Aim of the exercise> Your reply should hold only the lines from the records below where "tight" occurs.
(Beginning of Supplied material)
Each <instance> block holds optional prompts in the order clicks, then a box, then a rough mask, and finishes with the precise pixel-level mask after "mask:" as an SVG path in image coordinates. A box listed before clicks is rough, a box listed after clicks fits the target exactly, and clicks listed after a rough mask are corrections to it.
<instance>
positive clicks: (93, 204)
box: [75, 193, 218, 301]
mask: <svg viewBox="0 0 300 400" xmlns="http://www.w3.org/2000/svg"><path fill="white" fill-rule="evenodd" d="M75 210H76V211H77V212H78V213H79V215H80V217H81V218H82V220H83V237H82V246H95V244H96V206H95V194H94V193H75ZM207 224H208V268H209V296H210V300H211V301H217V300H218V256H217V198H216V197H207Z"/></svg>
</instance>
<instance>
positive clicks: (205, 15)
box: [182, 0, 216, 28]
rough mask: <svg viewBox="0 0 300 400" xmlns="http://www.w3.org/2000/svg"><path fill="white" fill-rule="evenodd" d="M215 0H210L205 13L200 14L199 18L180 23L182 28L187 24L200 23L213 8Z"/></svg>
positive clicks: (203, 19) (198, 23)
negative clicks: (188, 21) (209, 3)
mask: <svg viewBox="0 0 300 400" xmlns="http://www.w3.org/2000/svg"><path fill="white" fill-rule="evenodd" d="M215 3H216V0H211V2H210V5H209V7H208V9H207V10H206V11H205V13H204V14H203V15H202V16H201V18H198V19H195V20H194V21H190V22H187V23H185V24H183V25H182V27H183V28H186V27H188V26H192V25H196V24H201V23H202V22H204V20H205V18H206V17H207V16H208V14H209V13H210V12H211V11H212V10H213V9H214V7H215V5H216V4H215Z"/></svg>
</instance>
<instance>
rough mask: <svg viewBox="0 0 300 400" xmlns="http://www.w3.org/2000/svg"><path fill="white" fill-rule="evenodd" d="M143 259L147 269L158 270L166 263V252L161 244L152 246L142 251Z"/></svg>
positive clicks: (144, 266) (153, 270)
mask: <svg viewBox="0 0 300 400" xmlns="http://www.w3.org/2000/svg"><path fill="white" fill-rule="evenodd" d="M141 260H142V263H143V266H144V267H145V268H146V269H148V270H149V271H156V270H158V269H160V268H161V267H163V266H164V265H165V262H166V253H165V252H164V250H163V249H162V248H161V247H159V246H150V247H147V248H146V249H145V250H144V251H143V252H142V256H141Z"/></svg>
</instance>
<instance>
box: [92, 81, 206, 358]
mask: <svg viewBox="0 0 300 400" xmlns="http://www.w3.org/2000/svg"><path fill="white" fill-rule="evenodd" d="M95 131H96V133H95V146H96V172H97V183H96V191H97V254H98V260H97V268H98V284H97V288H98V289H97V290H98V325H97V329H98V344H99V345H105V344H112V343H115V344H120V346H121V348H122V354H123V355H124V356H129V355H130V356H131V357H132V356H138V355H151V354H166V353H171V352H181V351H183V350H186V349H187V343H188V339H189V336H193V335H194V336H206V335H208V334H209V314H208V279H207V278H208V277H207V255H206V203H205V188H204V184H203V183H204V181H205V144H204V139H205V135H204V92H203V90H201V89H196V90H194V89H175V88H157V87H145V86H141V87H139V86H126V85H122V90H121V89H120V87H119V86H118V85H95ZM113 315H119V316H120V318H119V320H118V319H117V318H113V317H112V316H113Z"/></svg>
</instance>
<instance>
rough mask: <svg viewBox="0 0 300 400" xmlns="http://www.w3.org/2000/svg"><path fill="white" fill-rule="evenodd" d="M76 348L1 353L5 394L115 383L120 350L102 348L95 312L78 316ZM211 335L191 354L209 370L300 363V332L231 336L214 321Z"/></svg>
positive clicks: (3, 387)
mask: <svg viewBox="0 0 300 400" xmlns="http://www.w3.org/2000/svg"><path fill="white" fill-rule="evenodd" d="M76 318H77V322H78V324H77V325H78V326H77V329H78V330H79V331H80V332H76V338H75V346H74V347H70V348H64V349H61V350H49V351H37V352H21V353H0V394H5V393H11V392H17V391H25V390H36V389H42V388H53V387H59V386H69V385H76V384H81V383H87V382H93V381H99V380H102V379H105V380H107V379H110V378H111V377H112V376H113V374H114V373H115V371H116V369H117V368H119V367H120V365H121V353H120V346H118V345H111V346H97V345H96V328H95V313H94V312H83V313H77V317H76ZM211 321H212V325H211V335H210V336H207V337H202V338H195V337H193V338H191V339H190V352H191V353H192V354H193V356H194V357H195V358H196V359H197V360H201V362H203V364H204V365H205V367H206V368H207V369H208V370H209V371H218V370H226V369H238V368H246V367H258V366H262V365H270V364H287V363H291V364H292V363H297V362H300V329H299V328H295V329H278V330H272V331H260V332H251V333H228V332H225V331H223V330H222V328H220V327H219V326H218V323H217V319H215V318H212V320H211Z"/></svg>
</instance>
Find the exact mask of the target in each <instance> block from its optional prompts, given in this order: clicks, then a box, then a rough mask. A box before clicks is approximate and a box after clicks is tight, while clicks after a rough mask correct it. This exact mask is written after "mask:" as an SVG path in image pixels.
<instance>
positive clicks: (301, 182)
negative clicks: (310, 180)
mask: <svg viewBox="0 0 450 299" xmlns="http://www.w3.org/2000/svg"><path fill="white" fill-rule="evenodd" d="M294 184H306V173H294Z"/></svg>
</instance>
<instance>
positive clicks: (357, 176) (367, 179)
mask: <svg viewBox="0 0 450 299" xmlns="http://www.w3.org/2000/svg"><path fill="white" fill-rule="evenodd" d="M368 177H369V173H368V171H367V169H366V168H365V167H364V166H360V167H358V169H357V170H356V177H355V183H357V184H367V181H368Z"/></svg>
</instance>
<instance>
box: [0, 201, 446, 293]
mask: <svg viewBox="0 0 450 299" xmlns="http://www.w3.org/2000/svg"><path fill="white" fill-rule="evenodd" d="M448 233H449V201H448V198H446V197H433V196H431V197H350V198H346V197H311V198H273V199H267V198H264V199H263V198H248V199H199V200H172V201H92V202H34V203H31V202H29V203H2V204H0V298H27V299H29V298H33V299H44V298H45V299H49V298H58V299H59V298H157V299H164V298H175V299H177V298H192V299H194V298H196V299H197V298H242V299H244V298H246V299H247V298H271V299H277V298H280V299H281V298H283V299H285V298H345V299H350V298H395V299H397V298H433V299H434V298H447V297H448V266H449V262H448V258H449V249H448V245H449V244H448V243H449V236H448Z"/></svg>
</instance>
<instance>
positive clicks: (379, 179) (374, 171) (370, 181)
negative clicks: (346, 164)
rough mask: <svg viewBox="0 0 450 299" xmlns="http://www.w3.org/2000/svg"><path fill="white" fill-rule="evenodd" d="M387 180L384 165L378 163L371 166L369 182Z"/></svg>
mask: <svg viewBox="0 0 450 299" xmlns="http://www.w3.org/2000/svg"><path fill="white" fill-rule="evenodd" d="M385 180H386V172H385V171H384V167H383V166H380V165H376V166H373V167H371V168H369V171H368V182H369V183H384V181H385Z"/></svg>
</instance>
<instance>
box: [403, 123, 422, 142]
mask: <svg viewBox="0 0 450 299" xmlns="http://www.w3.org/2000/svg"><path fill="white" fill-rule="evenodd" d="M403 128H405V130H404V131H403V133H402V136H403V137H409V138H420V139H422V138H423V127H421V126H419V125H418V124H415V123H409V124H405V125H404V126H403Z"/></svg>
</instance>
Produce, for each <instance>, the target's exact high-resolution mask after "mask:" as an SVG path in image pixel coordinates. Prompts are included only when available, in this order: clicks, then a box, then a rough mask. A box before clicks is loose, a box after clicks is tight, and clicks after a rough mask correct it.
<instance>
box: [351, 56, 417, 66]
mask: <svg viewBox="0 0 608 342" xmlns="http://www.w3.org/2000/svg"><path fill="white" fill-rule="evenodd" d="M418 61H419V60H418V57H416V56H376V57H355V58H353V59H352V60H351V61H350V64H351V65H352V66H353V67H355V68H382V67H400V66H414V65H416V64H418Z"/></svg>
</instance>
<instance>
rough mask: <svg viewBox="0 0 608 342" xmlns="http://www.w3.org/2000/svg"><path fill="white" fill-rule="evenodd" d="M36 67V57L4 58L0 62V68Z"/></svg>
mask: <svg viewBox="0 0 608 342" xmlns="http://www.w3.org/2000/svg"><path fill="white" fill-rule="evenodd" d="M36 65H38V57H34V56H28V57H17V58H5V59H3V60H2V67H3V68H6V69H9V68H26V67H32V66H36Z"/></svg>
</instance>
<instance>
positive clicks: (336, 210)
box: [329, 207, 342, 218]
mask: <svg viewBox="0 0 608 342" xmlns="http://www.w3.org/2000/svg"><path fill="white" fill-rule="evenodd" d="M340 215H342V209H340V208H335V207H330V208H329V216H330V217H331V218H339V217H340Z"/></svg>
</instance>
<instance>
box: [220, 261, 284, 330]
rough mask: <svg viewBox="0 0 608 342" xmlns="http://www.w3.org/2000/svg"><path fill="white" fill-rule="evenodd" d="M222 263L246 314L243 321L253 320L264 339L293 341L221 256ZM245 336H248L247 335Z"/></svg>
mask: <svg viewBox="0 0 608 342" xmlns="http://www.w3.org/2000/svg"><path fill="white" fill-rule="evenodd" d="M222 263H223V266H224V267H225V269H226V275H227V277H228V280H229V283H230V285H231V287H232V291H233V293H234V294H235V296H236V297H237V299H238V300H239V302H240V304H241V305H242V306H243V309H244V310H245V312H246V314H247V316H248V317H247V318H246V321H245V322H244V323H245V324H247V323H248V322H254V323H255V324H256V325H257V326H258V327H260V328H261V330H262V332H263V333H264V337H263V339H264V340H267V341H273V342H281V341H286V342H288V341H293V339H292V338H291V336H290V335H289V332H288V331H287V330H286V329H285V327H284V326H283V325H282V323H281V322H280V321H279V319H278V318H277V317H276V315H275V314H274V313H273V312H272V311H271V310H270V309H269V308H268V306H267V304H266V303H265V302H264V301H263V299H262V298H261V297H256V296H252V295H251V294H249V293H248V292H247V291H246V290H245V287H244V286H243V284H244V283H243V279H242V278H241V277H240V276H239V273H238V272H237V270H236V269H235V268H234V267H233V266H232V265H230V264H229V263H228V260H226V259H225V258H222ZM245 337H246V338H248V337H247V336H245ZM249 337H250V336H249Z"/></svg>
(End of Supplied material)
Result of this task>
Find the exact mask of the target in each <instance> block from its optional prompts, given in this order: clicks, then a box, then a rough mask. A box before clicks is approximate and a box after clicks is tight, while clicks after a rough mask correct it. This exact mask is written after "mask:" as an SVG path in image pixels.
Produce, for each <instance>, the target's exact high-resolution mask after "mask:" as an SVG path in image pixel coordinates. Prompts are included only when available, in this order: clicks, then a box, then a rough mask. A box before clicks is loose, a box after clicks is tight, and clicks after a rough mask correct it.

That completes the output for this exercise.